• _Try it_
The full data, repeated exactly, is the only answer needed.

• _Supplied data_

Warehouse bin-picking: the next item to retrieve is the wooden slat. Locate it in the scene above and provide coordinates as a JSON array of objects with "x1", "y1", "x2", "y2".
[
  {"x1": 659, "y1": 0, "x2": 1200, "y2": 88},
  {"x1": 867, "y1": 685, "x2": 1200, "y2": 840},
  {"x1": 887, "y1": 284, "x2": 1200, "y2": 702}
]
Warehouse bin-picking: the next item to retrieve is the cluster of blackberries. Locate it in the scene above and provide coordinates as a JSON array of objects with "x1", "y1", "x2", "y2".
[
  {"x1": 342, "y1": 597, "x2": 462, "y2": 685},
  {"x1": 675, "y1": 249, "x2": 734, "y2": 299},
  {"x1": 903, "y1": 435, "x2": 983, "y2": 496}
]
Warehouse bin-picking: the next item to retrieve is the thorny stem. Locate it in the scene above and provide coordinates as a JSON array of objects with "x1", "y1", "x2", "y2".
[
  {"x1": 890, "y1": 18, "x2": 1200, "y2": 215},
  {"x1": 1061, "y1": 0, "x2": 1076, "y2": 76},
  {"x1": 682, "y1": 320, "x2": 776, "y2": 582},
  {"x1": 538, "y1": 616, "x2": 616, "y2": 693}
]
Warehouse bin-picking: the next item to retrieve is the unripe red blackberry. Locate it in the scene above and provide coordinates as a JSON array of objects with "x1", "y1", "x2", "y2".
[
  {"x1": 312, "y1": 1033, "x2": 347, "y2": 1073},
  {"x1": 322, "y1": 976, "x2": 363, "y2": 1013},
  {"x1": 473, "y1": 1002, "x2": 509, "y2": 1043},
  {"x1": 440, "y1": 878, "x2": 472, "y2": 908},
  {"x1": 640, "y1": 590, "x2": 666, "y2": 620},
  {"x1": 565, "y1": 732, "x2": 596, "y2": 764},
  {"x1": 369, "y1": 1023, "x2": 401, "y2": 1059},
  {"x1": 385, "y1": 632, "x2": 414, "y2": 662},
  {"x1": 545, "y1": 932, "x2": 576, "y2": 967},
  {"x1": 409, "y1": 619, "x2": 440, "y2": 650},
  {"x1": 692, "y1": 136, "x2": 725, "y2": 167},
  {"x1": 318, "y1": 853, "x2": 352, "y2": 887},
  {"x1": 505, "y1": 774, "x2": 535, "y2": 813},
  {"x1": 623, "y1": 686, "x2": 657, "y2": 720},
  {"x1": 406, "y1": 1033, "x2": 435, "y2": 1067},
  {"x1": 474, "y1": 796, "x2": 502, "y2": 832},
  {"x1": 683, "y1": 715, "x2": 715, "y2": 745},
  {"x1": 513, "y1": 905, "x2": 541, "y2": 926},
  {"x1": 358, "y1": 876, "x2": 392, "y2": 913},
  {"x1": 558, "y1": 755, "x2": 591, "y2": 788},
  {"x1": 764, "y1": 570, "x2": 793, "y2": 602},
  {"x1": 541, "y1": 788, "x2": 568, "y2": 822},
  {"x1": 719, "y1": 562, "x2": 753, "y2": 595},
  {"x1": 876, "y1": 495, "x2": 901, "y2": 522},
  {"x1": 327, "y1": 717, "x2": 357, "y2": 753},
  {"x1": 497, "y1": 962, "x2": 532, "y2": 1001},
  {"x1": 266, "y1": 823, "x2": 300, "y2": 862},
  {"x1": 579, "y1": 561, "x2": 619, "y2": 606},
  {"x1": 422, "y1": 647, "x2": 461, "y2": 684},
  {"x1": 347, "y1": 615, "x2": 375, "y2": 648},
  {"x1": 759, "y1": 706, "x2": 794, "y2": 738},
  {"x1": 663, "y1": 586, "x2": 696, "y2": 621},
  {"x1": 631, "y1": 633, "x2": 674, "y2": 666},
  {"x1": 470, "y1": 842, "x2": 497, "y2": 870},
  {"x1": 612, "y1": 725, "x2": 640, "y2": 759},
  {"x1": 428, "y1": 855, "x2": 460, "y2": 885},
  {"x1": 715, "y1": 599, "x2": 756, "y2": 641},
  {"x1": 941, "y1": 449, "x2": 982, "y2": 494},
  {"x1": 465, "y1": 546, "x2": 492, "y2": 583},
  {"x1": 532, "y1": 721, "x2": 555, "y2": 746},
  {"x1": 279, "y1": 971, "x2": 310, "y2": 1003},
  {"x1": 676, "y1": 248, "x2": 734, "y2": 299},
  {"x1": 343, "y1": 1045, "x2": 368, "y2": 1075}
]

• _Solution_
Warehouse bin-picking: the next item to retrieve is the wooden slat. Locate it in the scene above and provide coordinates as a JSON array of objects with "x1", "y1", "x2", "y2".
[
  {"x1": 659, "y1": 0, "x2": 1200, "y2": 88},
  {"x1": 867, "y1": 685, "x2": 1200, "y2": 840},
  {"x1": 887, "y1": 284, "x2": 1200, "y2": 702}
]
Warehouse bin-picking: the next item to retrieve is the cluster of blackberries. Locate it in the scene above and provide coordinates as a JSON array of objects with "x1", "y1", "x2", "y2".
[
  {"x1": 342, "y1": 597, "x2": 462, "y2": 685},
  {"x1": 675, "y1": 249, "x2": 734, "y2": 299},
  {"x1": 903, "y1": 435, "x2": 983, "y2": 496}
]
Warehouse bin-picking: the next item to retrieve is the thorny stem. Locate it in the scene above and provide coordinates as a JSON array of objects with "x1", "y1", "x2", "y2".
[
  {"x1": 890, "y1": 18, "x2": 1200, "y2": 215},
  {"x1": 1061, "y1": 0, "x2": 1076, "y2": 76},
  {"x1": 682, "y1": 320, "x2": 776, "y2": 582},
  {"x1": 538, "y1": 616, "x2": 616, "y2": 693}
]
Warehouse bin-picking: the next item to retrieve is the unripe red blackberry. Locate it in the scene above and provide coordinates as a JSON array of objects with "x1", "y1", "x2", "y2".
[
  {"x1": 312, "y1": 1033, "x2": 347, "y2": 1073},
  {"x1": 322, "y1": 976, "x2": 363, "y2": 1013},
  {"x1": 473, "y1": 1002, "x2": 509, "y2": 1043},
  {"x1": 440, "y1": 878, "x2": 472, "y2": 908},
  {"x1": 640, "y1": 590, "x2": 666, "y2": 620},
  {"x1": 565, "y1": 732, "x2": 596, "y2": 764},
  {"x1": 369, "y1": 1023, "x2": 401, "y2": 1059},
  {"x1": 385, "y1": 632, "x2": 414, "y2": 662},
  {"x1": 545, "y1": 932, "x2": 576, "y2": 967},
  {"x1": 409, "y1": 619, "x2": 440, "y2": 650},
  {"x1": 692, "y1": 136, "x2": 725, "y2": 167},
  {"x1": 318, "y1": 853, "x2": 352, "y2": 887},
  {"x1": 505, "y1": 774, "x2": 535, "y2": 813},
  {"x1": 623, "y1": 686, "x2": 657, "y2": 720},
  {"x1": 406, "y1": 1033, "x2": 435, "y2": 1067},
  {"x1": 474, "y1": 796, "x2": 502, "y2": 832},
  {"x1": 683, "y1": 715, "x2": 715, "y2": 745},
  {"x1": 513, "y1": 905, "x2": 541, "y2": 926},
  {"x1": 358, "y1": 876, "x2": 392, "y2": 913},
  {"x1": 558, "y1": 755, "x2": 591, "y2": 788},
  {"x1": 764, "y1": 570, "x2": 793, "y2": 602},
  {"x1": 541, "y1": 788, "x2": 568, "y2": 822},
  {"x1": 719, "y1": 562, "x2": 753, "y2": 595},
  {"x1": 876, "y1": 495, "x2": 901, "y2": 522},
  {"x1": 327, "y1": 717, "x2": 357, "y2": 753},
  {"x1": 497, "y1": 962, "x2": 532, "y2": 1001},
  {"x1": 266, "y1": 823, "x2": 300, "y2": 862},
  {"x1": 579, "y1": 561, "x2": 619, "y2": 606},
  {"x1": 422, "y1": 647, "x2": 461, "y2": 684},
  {"x1": 347, "y1": 615, "x2": 375, "y2": 648},
  {"x1": 759, "y1": 706, "x2": 794, "y2": 738},
  {"x1": 663, "y1": 586, "x2": 696, "y2": 621},
  {"x1": 631, "y1": 633, "x2": 674, "y2": 666},
  {"x1": 470, "y1": 842, "x2": 497, "y2": 870},
  {"x1": 612, "y1": 725, "x2": 640, "y2": 759},
  {"x1": 428, "y1": 855, "x2": 460, "y2": 885},
  {"x1": 715, "y1": 599, "x2": 756, "y2": 641},
  {"x1": 941, "y1": 449, "x2": 982, "y2": 494},
  {"x1": 465, "y1": 546, "x2": 492, "y2": 583},
  {"x1": 532, "y1": 721, "x2": 555, "y2": 746},
  {"x1": 279, "y1": 971, "x2": 310, "y2": 1003},
  {"x1": 676, "y1": 248, "x2": 734, "y2": 299},
  {"x1": 343, "y1": 1045, "x2": 368, "y2": 1075}
]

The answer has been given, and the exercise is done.